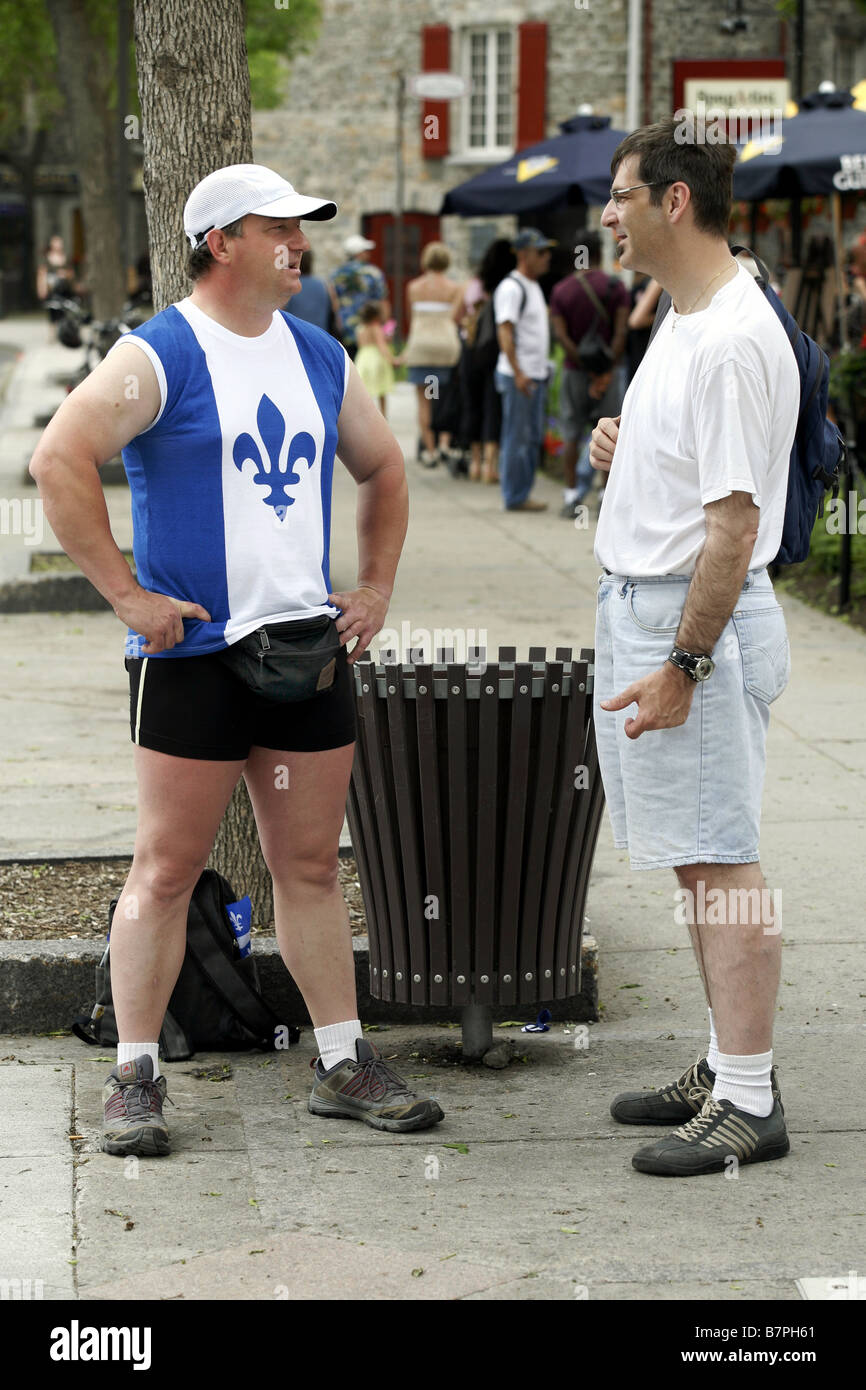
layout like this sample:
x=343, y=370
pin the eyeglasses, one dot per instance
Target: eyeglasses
x=617, y=193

* * *

**TASK DETAILS**
Output every record above word for word, omitting any pictures they contain.

**REPLY TO THE EXERCISE**
layout like this sample:
x=343, y=370
pin the eyeglasses, one dot per instance
Target: eyeglasses
x=617, y=193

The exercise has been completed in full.